Task instructions => Copy out the lines of the listing below, starting with the line that contains "Where in this photo can the white name" and continuing through the last line of the listing.

Recorded data =>
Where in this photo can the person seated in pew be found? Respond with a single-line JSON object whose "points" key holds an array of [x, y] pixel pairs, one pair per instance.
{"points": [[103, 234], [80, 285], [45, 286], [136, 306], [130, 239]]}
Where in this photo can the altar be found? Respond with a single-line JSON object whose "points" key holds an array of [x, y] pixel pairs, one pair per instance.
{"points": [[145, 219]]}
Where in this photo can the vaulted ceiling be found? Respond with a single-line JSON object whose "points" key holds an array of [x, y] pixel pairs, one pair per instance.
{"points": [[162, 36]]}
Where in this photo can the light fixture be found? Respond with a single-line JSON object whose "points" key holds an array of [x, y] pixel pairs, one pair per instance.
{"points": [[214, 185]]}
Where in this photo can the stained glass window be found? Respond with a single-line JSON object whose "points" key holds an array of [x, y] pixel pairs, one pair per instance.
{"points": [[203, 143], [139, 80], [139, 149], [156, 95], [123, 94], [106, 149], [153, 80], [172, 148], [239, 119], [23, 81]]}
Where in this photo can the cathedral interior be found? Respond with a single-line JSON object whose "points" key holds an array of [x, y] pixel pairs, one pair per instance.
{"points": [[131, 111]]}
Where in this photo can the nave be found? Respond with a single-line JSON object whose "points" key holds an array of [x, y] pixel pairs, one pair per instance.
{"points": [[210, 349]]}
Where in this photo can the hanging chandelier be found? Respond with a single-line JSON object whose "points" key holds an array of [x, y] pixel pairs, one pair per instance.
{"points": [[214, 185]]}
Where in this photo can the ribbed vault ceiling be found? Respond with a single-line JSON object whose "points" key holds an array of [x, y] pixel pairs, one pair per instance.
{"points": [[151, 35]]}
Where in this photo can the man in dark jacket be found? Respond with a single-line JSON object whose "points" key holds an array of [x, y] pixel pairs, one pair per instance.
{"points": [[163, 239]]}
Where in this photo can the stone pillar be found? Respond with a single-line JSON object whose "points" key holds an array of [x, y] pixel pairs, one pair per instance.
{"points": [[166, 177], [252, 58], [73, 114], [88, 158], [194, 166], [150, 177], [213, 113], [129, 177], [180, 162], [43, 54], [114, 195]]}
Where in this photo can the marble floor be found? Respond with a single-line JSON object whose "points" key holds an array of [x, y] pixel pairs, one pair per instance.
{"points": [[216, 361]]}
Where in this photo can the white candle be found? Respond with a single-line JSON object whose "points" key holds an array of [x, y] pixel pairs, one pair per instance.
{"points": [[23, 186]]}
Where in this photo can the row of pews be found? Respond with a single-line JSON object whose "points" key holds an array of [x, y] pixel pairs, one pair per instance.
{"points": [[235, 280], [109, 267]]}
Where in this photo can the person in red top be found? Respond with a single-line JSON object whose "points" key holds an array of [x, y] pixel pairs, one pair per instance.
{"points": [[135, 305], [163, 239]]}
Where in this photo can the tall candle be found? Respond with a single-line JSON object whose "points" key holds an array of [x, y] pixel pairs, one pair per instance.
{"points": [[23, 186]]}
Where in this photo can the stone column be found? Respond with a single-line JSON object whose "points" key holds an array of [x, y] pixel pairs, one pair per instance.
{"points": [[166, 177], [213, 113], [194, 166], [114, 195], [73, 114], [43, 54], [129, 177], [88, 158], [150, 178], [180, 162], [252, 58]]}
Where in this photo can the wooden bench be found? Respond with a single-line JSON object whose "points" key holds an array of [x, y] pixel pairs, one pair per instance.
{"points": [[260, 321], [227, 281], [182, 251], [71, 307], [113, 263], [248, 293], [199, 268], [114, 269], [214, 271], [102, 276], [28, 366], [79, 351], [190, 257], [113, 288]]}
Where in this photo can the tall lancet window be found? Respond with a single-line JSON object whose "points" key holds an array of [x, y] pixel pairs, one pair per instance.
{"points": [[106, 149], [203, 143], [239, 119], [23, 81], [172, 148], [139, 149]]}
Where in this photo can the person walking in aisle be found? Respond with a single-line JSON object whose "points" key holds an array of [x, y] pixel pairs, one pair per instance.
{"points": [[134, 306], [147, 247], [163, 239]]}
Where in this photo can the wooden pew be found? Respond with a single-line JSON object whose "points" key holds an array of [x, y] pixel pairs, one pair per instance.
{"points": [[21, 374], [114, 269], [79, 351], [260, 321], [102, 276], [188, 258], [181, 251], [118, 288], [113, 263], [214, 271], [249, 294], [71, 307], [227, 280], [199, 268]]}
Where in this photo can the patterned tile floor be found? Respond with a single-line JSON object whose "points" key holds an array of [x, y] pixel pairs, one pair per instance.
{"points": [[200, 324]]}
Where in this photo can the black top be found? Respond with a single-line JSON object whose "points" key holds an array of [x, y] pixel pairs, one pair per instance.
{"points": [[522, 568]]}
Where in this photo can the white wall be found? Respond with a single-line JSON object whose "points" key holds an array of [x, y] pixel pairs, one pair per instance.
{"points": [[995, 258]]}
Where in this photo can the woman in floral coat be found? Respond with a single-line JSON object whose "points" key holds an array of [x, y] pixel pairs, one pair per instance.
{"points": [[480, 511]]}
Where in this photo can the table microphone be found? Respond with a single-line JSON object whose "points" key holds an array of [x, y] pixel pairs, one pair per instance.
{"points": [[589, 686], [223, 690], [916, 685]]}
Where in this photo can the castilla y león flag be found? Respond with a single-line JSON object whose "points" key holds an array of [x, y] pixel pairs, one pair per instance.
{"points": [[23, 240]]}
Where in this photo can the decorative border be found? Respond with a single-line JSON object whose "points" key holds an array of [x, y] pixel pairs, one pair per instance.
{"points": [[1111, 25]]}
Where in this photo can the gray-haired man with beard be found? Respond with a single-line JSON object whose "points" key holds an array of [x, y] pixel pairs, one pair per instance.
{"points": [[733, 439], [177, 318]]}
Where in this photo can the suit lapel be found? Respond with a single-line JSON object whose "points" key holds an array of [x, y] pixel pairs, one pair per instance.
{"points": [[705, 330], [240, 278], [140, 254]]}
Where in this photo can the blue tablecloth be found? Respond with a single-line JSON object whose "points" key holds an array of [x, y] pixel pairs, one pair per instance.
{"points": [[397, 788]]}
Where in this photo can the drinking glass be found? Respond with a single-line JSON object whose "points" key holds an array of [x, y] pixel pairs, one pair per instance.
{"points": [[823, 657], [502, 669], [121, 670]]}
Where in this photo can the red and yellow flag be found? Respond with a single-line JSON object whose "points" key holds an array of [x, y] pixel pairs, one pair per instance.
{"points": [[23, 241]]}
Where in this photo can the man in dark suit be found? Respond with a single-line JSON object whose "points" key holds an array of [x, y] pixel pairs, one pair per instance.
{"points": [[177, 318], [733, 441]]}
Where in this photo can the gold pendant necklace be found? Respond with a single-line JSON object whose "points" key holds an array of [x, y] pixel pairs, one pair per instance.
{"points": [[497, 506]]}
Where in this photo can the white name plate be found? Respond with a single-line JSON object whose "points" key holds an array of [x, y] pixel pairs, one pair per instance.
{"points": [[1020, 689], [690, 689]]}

Exercise output =>
Where in this photo can the white name plate be found? Respond with a single-line JSON object whose "points" key holds an array of [x, y] pixel pairs, one pair per instance.
{"points": [[1020, 689], [690, 689]]}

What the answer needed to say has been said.